■ RECORDS
+ + + + +

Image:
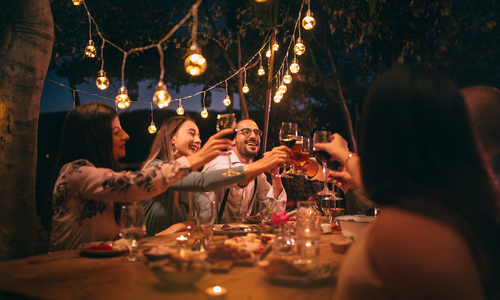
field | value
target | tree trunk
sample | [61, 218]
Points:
[22, 74]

+ + + + +

■ EXERCISE REQUIREMENTS
Please reproduce the listing exactly, leaving out any pictures.

■ WORKED SOLUTION
Image:
field | value
target | tree trunk
sample | [61, 218]
Points:
[22, 74]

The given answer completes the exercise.